== RECORDS FOR THIS EXERCISE ==
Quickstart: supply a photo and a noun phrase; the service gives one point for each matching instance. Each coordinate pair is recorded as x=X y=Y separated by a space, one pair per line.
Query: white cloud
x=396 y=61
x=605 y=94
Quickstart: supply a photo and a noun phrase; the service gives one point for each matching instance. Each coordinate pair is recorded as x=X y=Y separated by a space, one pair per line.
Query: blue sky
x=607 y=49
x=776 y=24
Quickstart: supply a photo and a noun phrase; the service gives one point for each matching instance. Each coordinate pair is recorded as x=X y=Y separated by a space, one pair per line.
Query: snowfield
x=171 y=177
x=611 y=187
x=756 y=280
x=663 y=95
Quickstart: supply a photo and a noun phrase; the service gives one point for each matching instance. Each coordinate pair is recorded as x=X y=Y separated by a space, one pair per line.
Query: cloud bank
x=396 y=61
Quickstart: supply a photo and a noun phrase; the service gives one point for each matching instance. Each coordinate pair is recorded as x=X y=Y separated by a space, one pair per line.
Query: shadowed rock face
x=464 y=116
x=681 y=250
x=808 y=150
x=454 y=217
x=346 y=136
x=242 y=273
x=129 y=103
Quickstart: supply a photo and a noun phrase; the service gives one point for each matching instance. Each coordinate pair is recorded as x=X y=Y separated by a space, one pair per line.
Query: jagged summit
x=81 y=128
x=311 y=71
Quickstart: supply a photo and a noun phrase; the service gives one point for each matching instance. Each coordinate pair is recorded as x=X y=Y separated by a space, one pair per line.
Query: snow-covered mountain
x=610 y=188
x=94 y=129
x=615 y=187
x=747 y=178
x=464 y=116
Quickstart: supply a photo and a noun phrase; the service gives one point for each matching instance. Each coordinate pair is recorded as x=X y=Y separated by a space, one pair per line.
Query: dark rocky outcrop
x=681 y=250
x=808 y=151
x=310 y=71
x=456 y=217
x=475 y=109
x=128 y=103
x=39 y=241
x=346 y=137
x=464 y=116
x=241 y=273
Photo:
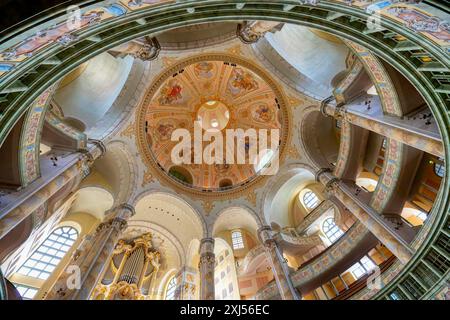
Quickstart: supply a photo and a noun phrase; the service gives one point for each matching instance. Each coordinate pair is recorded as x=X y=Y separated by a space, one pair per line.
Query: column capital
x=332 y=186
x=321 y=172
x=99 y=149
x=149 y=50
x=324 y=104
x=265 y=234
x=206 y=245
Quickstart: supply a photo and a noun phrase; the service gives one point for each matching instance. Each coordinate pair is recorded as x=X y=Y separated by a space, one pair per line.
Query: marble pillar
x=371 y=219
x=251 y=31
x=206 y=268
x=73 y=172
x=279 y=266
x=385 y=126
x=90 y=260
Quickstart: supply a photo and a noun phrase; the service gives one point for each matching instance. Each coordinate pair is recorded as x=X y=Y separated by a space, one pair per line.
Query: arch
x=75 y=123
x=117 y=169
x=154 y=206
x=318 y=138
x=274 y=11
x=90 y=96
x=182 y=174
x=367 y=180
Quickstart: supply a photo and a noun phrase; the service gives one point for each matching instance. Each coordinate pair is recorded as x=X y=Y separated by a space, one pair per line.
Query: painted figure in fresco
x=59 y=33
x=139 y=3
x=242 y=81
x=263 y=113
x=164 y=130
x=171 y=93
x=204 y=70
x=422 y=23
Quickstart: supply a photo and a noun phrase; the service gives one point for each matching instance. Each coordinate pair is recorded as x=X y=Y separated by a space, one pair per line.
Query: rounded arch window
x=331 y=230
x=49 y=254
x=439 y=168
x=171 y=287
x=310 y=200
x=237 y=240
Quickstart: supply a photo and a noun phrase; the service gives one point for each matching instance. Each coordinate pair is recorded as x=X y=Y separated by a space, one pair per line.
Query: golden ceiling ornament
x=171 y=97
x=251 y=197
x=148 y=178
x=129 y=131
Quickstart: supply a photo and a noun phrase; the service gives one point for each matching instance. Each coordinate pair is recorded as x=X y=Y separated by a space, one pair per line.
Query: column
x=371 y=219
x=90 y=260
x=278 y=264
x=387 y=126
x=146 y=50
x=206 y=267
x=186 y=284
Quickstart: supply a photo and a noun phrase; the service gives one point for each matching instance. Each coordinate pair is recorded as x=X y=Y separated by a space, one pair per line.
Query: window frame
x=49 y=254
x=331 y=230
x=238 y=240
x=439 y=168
===
== RECORDS FOR THIS EXERCISE ==
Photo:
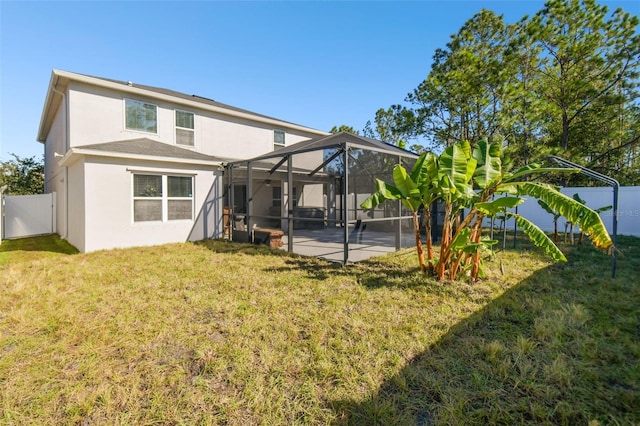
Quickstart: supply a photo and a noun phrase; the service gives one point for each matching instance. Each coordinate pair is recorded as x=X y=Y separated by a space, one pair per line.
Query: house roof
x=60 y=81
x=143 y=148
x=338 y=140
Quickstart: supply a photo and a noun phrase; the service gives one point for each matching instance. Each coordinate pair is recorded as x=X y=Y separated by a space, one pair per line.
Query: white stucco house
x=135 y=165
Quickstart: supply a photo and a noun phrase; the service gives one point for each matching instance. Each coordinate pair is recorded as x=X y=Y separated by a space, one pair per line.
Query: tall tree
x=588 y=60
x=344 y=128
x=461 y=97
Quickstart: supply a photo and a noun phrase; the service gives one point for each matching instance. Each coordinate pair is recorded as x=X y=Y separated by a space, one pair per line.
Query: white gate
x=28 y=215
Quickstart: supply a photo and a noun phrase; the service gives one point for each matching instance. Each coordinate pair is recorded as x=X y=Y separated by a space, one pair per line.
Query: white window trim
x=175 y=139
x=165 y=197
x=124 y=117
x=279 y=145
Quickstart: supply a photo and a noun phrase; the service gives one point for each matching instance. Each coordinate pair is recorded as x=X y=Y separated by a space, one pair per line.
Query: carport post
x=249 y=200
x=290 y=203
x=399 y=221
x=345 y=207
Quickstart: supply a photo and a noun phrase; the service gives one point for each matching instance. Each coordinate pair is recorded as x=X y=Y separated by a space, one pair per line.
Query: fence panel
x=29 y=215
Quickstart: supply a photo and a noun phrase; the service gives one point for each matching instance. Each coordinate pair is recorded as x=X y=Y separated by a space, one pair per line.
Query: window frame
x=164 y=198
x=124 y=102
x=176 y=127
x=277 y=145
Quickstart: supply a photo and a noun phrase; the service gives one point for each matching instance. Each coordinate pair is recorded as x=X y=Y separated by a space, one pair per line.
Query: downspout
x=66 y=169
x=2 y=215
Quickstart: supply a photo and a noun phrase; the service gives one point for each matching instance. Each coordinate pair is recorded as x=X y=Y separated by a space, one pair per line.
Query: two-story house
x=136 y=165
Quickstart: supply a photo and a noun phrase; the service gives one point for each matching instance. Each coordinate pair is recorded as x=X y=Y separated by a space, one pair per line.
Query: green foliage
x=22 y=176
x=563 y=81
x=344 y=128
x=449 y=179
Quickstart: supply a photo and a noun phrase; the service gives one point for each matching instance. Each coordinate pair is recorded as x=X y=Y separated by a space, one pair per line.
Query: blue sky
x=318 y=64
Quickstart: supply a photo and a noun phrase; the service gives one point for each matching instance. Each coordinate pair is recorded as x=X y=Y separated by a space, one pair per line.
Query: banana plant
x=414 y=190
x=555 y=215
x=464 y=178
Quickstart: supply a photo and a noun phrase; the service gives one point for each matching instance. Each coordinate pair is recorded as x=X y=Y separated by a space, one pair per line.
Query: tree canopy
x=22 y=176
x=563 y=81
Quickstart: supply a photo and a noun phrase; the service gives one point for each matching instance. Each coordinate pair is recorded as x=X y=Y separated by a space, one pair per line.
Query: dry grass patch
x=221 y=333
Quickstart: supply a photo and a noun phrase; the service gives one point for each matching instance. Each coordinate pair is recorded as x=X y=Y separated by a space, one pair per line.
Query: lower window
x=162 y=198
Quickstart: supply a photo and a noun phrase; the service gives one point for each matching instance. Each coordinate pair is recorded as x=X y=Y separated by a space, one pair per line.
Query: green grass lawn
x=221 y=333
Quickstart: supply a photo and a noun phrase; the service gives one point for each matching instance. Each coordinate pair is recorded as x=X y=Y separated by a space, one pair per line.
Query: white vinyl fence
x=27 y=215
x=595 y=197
===
== RECORDS FOR THIS EXERCISE ==
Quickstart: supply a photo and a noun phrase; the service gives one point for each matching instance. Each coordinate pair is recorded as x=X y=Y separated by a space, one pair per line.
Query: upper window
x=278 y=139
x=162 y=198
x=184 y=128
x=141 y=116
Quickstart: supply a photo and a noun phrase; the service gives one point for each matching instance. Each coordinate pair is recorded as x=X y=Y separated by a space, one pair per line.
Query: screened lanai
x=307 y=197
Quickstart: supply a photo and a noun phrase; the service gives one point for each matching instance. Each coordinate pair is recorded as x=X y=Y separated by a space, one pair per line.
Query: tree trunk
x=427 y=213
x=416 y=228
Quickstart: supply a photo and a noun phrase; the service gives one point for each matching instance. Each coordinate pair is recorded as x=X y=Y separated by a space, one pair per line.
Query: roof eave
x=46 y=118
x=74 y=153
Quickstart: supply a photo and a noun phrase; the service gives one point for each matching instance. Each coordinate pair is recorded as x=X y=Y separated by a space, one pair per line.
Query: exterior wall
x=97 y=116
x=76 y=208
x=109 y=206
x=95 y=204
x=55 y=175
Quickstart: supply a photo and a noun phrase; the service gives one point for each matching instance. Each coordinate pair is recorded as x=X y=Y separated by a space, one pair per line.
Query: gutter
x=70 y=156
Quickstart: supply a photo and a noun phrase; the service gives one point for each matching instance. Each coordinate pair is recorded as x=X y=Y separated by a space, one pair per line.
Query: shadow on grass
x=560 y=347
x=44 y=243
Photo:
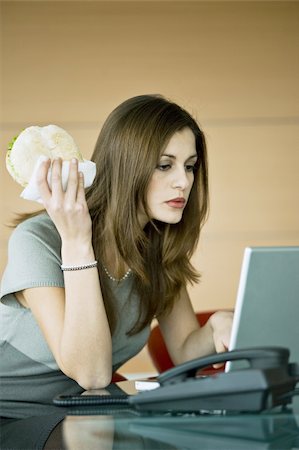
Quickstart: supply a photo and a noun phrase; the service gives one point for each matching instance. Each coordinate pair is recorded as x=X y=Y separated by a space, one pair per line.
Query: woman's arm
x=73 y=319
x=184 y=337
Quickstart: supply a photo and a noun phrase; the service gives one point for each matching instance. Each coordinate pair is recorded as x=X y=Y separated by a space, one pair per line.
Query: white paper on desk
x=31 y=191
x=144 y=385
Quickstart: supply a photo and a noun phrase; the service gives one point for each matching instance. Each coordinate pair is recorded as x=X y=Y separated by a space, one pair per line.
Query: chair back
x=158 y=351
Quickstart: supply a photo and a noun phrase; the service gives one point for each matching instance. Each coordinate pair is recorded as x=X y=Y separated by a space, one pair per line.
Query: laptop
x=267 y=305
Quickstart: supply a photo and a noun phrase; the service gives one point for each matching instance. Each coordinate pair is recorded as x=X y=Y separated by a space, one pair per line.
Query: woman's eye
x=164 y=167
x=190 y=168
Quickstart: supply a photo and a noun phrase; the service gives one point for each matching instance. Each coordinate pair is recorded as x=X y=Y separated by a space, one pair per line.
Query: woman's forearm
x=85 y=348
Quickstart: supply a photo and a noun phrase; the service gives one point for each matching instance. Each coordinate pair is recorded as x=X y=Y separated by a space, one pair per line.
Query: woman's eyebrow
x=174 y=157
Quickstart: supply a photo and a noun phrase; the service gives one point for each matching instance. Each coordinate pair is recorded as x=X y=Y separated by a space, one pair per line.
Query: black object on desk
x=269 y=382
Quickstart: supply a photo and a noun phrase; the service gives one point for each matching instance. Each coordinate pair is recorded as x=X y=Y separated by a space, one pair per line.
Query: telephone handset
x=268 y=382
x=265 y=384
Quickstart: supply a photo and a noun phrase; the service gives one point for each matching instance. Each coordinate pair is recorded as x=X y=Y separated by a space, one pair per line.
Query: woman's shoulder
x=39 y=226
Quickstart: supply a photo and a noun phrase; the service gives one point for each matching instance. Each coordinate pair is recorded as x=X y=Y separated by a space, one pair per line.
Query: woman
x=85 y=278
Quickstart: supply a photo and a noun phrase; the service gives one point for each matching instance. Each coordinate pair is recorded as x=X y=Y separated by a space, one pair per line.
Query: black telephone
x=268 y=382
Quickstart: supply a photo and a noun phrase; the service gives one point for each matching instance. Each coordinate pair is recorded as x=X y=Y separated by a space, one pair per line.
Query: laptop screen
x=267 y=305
===
*TO DO:* Count the lines in the entries above that contain the word "arch" and reply with that number only.

*SOLUTION TO THIS EXERCISE:* 2